_Given instruction:_ Pictures excluded, retype the lines from the one containing "Would you mind tagging the man holding paper" through the last line of the data below, both included.

_Supplied data:_
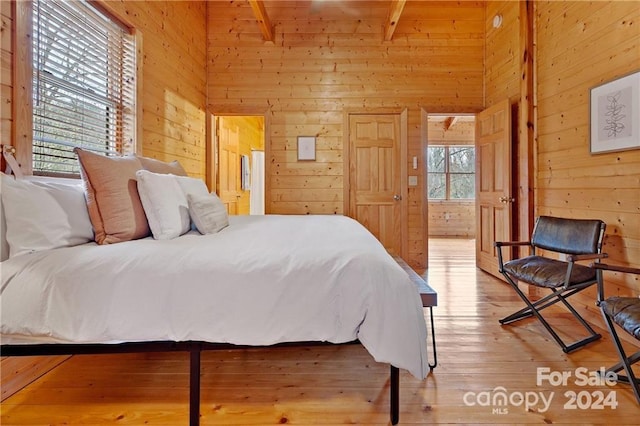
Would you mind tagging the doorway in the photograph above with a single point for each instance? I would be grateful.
(450, 167)
(239, 145)
(376, 154)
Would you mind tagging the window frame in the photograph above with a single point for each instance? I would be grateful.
(448, 173)
(22, 132)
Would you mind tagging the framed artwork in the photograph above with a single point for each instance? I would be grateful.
(615, 115)
(306, 148)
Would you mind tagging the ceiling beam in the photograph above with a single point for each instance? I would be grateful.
(395, 10)
(263, 19)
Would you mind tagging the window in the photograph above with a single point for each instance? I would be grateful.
(451, 172)
(83, 85)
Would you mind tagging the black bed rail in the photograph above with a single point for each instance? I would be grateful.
(194, 348)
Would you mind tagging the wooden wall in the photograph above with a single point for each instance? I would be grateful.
(173, 58)
(173, 61)
(577, 45)
(581, 45)
(451, 218)
(330, 61)
(6, 73)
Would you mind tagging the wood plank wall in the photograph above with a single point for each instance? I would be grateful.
(174, 77)
(174, 104)
(6, 76)
(581, 45)
(174, 37)
(451, 218)
(578, 45)
(332, 60)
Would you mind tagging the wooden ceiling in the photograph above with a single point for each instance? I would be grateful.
(268, 34)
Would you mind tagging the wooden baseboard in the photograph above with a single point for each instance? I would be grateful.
(18, 372)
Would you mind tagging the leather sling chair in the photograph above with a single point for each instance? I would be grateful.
(625, 312)
(576, 240)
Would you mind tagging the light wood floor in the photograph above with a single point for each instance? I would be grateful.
(343, 385)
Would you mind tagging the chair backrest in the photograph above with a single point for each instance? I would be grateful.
(571, 236)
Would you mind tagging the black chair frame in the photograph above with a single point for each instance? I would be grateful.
(576, 239)
(607, 305)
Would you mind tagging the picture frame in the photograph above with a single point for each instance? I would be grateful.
(306, 148)
(615, 115)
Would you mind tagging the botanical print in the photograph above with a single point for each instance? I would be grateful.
(614, 115)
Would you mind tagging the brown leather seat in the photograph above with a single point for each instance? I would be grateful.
(576, 240)
(625, 312)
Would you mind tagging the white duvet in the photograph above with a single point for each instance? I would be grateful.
(262, 280)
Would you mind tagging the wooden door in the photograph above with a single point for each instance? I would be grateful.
(228, 164)
(494, 199)
(376, 199)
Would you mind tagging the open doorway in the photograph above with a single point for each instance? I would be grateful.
(450, 165)
(240, 163)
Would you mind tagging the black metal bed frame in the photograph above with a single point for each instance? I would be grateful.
(194, 348)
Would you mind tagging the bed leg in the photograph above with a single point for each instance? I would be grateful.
(394, 402)
(194, 387)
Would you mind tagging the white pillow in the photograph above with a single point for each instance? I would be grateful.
(4, 245)
(44, 215)
(164, 198)
(208, 213)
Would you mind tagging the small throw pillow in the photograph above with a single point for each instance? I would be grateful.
(164, 203)
(42, 216)
(157, 166)
(164, 198)
(208, 213)
(113, 202)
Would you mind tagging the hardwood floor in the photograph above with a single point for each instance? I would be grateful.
(343, 384)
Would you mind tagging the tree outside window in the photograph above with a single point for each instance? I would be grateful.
(451, 172)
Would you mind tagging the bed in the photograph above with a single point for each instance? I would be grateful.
(260, 281)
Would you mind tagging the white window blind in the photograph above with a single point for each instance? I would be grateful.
(83, 85)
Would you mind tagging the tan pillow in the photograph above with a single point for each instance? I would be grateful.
(113, 202)
(157, 166)
(208, 213)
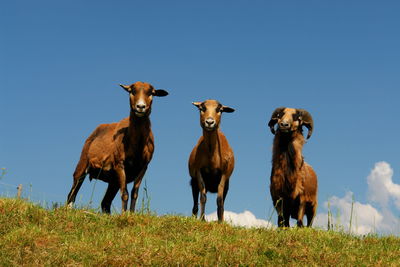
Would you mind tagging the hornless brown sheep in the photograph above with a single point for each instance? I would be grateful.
(211, 162)
(293, 182)
(118, 153)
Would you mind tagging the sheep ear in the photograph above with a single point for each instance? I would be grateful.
(160, 92)
(227, 109)
(274, 119)
(197, 104)
(307, 121)
(126, 87)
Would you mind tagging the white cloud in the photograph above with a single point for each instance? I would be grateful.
(381, 187)
(365, 217)
(245, 219)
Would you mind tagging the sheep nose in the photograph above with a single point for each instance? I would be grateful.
(284, 124)
(210, 122)
(140, 106)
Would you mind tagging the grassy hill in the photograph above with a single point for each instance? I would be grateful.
(31, 236)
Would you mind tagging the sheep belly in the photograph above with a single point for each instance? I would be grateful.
(211, 178)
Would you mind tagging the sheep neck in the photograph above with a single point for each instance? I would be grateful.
(211, 141)
(139, 129)
(288, 152)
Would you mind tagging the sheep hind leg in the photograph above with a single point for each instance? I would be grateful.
(203, 196)
(122, 187)
(78, 180)
(195, 194)
(222, 191)
(279, 206)
(109, 196)
(300, 214)
(135, 189)
(311, 210)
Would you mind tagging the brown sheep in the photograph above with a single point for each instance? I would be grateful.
(118, 153)
(293, 182)
(211, 162)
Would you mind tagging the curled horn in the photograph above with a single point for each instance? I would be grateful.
(274, 119)
(307, 121)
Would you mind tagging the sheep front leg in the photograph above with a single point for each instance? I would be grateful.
(203, 197)
(122, 187)
(221, 199)
(300, 214)
(195, 194)
(135, 189)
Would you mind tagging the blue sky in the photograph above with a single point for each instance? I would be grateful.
(61, 63)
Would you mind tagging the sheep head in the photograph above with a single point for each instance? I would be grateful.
(210, 113)
(141, 97)
(290, 120)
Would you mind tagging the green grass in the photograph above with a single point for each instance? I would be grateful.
(32, 236)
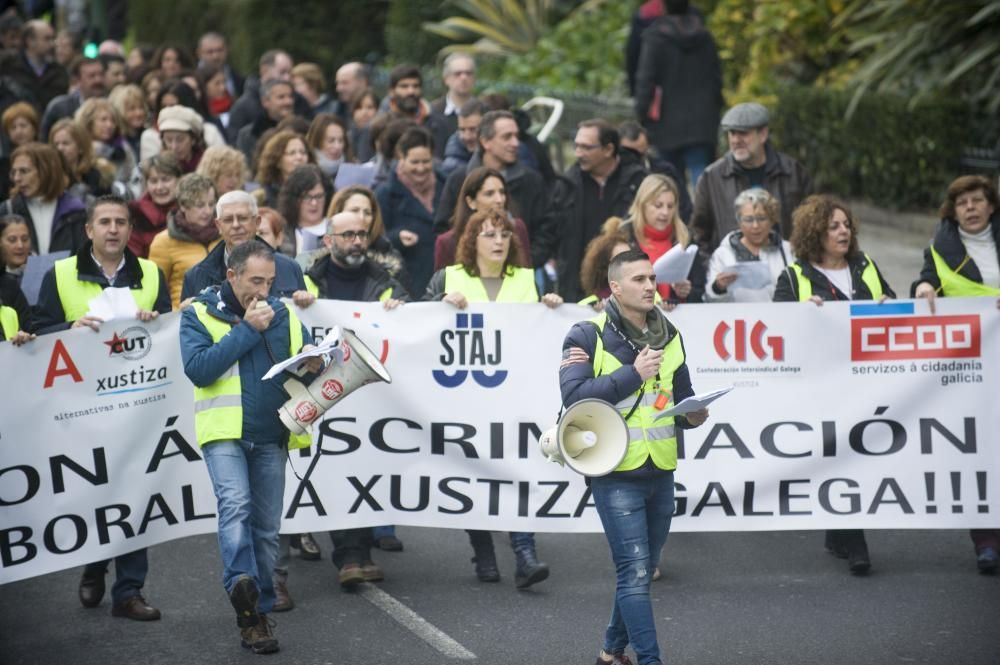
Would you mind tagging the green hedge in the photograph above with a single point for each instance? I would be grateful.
(889, 154)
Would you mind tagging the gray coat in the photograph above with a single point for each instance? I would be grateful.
(714, 215)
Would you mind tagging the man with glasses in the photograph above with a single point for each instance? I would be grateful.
(237, 219)
(347, 274)
(751, 162)
(604, 187)
(459, 74)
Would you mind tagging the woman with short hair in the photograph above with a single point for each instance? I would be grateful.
(40, 195)
(190, 234)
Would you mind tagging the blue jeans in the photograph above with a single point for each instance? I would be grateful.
(635, 513)
(249, 483)
(690, 159)
(130, 574)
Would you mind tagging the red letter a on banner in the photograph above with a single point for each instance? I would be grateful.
(59, 352)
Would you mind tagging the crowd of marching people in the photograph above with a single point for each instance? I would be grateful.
(150, 169)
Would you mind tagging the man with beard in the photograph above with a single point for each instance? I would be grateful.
(346, 274)
(405, 90)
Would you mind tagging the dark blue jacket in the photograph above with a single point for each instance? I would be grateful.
(205, 361)
(212, 272)
(577, 381)
(401, 211)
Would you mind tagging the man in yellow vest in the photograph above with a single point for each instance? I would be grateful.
(632, 357)
(104, 261)
(347, 274)
(230, 336)
(64, 301)
(964, 261)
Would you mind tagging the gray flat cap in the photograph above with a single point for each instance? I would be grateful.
(749, 115)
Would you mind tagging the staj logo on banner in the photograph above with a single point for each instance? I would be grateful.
(470, 350)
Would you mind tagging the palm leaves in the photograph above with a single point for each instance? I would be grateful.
(926, 48)
(495, 27)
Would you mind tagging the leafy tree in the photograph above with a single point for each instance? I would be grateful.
(924, 48)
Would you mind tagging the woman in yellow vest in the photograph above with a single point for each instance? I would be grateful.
(831, 266)
(488, 253)
(962, 261)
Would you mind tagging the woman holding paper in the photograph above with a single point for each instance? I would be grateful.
(489, 255)
(655, 226)
(757, 244)
(831, 266)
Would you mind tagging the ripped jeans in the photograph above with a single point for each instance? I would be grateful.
(635, 512)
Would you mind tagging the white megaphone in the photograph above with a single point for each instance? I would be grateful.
(591, 438)
(359, 367)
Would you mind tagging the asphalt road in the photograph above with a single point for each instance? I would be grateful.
(736, 598)
(740, 599)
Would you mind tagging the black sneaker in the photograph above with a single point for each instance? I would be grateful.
(243, 597)
(259, 638)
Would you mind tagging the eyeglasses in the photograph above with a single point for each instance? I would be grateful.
(492, 235)
(350, 236)
(241, 220)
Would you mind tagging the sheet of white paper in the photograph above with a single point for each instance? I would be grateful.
(113, 303)
(675, 265)
(750, 275)
(694, 403)
(330, 346)
(31, 282)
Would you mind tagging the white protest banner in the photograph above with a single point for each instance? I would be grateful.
(861, 416)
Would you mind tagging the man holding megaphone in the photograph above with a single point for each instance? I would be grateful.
(631, 357)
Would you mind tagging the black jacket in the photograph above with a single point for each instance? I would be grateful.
(377, 280)
(49, 314)
(714, 215)
(53, 82)
(787, 289)
(620, 187)
(679, 57)
(68, 233)
(949, 245)
(527, 198)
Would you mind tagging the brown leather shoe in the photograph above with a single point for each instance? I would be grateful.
(91, 589)
(135, 608)
(282, 600)
(351, 576)
(372, 572)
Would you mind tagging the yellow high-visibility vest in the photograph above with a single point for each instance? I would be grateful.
(647, 437)
(218, 408)
(75, 295)
(517, 285)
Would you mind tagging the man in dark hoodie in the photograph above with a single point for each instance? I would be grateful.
(678, 88)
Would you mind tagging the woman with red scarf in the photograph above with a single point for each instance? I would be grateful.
(159, 198)
(654, 225)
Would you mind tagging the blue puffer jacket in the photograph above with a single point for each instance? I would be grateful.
(205, 362)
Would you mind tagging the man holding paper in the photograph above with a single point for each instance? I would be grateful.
(74, 286)
(631, 356)
(75, 293)
(230, 336)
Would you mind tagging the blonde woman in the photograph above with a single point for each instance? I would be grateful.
(107, 133)
(654, 225)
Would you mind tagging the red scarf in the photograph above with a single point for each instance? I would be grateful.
(657, 244)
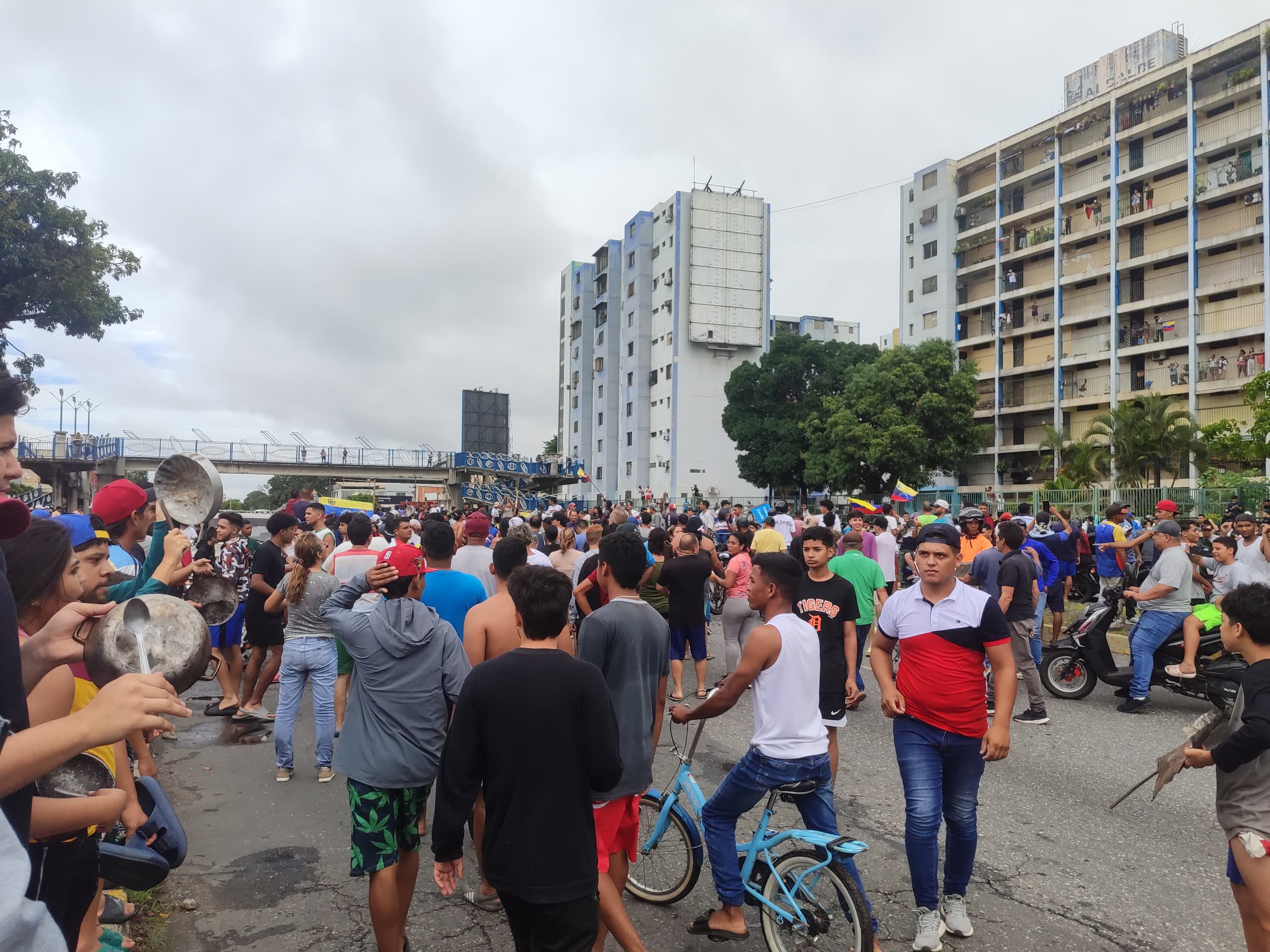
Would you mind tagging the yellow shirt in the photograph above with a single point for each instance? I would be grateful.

_Solution to this task:_
Would you mind tagging the man holding paper in the photograph above with a single point for each instance? I would be grateful.
(74, 286)
(631, 356)
(75, 293)
(230, 336)
Would you mind tagging the blonde woman in the photograph above with a single point for each instance? I would be grateful.
(107, 133)
(654, 225)
Would you mind tagging the red scarf in the photograph above with a single point for each instance? I would be grateful.
(657, 244)
Would you mind tagging the yellow shirt in the photograph above with a single point for each instance? I would be grateful.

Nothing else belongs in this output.